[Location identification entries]
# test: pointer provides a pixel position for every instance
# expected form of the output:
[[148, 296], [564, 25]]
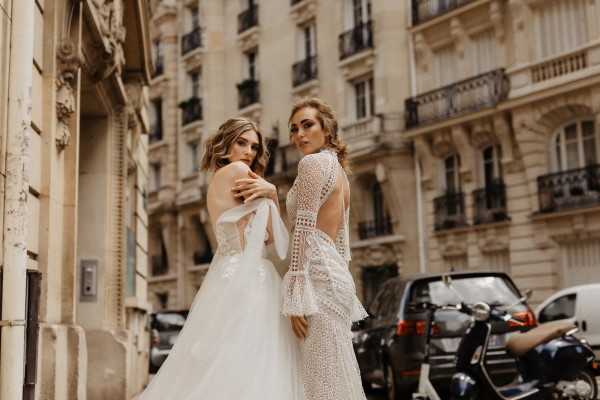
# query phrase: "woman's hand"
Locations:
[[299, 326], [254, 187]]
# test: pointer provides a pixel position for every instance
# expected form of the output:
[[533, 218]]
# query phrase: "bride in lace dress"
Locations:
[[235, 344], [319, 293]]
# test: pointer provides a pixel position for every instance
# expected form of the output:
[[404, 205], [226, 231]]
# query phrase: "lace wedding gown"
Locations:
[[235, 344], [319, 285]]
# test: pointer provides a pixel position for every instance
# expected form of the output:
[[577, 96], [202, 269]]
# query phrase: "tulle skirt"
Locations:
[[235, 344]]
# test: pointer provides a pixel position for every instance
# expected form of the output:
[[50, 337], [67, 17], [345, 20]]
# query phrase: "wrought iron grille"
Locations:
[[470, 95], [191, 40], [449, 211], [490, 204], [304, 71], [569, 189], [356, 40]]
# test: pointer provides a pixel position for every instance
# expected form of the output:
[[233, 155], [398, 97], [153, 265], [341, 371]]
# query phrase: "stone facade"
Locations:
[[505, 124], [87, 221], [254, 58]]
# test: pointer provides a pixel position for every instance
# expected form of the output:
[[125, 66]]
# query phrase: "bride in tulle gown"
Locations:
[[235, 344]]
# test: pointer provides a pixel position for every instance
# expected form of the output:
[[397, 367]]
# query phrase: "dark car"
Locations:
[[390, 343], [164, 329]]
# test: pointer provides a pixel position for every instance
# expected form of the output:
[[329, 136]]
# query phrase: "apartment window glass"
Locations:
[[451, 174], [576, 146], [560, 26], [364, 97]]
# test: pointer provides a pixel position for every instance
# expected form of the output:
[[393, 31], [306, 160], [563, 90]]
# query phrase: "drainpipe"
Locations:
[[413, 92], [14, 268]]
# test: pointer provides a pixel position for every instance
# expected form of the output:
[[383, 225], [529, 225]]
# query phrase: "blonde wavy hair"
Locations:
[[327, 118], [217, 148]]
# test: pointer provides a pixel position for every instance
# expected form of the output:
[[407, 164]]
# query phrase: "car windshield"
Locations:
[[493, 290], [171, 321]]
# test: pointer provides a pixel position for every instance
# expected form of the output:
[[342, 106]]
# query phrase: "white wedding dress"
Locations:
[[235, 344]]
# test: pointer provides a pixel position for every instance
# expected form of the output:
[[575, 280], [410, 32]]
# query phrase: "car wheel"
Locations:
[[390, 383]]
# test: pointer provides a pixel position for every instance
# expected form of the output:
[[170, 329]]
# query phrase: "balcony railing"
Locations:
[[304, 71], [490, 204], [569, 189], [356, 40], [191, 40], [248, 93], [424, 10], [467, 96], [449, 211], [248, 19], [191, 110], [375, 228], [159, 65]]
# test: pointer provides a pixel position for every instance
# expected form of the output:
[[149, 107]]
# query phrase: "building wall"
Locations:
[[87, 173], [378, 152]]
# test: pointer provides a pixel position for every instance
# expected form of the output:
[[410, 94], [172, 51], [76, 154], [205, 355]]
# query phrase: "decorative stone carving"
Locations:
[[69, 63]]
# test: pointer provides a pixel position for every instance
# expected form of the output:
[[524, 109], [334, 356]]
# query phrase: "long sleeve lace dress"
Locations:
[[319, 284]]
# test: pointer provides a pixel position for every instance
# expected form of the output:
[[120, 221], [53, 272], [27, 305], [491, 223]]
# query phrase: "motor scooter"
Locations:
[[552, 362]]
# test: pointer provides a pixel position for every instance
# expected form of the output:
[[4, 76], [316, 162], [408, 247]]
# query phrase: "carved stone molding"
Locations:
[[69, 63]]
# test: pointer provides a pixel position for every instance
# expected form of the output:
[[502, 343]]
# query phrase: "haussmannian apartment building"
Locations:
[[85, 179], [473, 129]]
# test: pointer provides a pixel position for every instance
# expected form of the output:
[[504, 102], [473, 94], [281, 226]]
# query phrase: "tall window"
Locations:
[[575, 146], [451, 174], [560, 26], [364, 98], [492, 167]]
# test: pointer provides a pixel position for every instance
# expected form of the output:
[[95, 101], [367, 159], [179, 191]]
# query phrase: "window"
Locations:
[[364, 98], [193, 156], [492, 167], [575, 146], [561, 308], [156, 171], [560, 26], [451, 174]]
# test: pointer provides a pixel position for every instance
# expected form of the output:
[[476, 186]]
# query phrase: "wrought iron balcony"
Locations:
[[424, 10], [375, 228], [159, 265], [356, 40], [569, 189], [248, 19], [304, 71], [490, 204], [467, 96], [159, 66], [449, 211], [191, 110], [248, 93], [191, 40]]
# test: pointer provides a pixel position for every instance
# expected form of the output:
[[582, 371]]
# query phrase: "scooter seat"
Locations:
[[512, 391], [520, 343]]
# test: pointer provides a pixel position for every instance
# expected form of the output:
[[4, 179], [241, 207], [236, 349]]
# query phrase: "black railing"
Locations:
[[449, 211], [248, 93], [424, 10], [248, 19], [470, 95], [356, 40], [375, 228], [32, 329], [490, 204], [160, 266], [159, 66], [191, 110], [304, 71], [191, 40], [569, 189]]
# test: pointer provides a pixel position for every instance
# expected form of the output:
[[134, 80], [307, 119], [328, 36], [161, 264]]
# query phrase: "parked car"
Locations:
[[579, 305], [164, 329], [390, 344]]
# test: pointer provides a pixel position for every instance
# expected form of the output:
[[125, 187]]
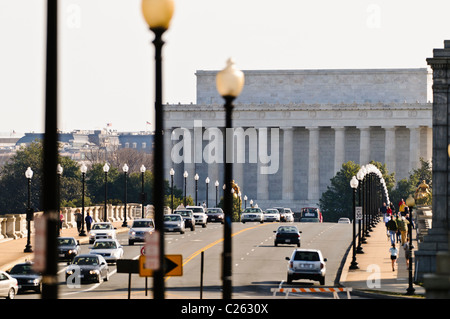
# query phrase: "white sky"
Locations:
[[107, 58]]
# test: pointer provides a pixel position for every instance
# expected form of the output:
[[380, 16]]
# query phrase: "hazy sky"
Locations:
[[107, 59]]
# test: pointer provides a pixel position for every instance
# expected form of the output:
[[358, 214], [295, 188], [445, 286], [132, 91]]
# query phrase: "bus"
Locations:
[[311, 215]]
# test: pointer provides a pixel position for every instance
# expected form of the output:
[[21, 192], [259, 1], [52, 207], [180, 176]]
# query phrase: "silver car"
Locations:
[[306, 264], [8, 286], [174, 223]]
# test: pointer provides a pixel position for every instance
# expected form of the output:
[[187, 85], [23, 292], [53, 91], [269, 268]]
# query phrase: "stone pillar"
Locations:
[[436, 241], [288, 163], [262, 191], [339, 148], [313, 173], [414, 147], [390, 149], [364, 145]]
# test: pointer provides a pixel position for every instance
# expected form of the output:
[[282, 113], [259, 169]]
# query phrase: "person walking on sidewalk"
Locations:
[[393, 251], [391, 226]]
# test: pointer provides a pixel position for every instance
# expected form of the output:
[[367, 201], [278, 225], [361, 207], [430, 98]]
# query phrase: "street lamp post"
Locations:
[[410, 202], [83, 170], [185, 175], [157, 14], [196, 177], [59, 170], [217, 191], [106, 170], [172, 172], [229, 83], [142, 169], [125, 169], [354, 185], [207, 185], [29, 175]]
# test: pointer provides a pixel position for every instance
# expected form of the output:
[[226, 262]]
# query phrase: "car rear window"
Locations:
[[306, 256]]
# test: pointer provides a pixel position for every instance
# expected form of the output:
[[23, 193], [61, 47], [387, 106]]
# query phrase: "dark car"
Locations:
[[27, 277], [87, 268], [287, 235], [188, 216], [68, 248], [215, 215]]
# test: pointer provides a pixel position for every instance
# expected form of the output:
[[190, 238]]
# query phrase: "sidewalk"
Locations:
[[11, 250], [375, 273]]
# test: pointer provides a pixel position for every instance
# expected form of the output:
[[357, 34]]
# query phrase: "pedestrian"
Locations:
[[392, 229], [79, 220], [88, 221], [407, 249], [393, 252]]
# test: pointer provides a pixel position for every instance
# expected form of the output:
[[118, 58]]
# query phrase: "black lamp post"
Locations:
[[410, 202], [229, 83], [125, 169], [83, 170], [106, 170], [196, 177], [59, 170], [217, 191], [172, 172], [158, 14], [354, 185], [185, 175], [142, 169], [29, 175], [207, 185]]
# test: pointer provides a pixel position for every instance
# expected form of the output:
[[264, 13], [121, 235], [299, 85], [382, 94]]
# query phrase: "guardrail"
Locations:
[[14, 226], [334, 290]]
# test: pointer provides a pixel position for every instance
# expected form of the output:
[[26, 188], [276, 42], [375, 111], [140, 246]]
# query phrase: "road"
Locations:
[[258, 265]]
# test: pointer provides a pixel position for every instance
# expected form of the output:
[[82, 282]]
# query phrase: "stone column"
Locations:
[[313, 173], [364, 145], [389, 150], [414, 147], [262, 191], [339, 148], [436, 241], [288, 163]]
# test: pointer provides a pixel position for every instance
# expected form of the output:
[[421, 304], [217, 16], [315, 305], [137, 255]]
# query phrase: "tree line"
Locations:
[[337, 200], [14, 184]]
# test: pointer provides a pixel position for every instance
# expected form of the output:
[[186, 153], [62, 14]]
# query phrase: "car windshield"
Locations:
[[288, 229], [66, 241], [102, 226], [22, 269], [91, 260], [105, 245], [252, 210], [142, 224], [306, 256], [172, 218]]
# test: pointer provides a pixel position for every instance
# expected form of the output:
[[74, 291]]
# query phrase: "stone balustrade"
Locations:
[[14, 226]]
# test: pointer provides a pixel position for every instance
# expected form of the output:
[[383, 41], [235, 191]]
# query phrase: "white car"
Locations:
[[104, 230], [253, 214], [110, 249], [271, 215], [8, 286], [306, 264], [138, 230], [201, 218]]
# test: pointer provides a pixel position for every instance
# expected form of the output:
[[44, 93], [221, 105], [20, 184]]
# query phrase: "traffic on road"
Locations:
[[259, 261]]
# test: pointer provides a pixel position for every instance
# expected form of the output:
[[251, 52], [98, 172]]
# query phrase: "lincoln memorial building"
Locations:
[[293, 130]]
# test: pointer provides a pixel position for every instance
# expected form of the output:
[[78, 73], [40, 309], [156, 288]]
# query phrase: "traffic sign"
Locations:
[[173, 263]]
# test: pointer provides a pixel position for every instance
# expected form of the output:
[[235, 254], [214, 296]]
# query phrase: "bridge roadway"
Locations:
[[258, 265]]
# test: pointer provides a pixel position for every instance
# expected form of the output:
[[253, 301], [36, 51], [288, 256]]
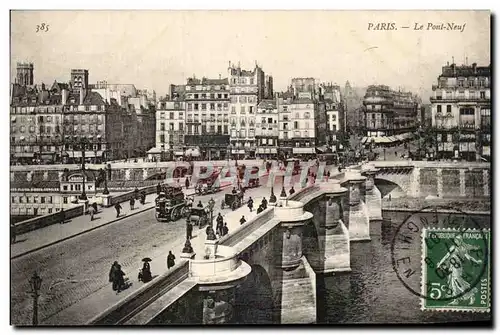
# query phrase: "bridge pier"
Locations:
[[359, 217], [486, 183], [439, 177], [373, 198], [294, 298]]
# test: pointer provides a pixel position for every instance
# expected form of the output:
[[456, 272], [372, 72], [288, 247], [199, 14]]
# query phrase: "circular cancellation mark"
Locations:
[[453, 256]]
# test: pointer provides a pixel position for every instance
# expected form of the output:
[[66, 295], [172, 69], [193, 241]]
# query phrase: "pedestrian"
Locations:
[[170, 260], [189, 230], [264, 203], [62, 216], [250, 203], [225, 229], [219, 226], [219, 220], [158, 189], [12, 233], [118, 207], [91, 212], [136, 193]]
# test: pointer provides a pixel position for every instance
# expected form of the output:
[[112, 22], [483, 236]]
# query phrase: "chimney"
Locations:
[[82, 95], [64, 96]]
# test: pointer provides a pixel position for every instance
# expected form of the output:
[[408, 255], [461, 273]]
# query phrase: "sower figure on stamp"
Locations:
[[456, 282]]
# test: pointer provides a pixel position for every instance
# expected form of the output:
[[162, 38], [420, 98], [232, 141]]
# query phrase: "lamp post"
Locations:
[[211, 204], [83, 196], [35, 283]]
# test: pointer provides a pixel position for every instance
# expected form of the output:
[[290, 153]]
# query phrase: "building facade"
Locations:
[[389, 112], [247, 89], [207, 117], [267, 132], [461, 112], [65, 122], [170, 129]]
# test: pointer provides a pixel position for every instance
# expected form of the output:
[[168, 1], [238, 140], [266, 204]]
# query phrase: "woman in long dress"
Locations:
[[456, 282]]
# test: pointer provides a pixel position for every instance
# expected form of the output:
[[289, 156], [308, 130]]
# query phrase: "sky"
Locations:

_EXERCISE TASK:_
Identify each of the lines above that contains the string "scooter" and copy every such line in full. Treat the match as case-sensitive.

_SOLUTION BELOW:_
# query phrase: "motor scooter"
# query phrase: "scooter seat"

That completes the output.